- _TASK GOAL_:
Can you print every one of the entries below word for word, leaving the pictures out of your answer?

- _EXTRACTED ENTRIES_:
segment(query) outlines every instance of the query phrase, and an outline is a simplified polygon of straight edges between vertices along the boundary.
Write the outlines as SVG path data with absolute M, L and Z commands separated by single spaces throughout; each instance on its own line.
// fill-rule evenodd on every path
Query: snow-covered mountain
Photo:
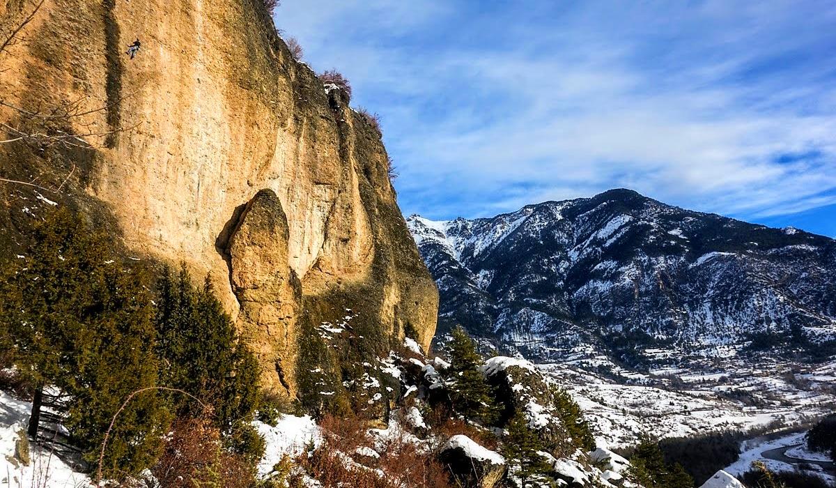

- _FULL RESPONSE_:
segment(query) outlines every instance of the query phrase, and an outline is a simplified polygon of straight edges between vertices along the boundary.
Write the outlines as SVG path data with absolute M, L and Z commands separated by single spaces throughout; each instance on its own line.
// fill-rule evenodd on every path
Query: snow-covered mountain
Photo:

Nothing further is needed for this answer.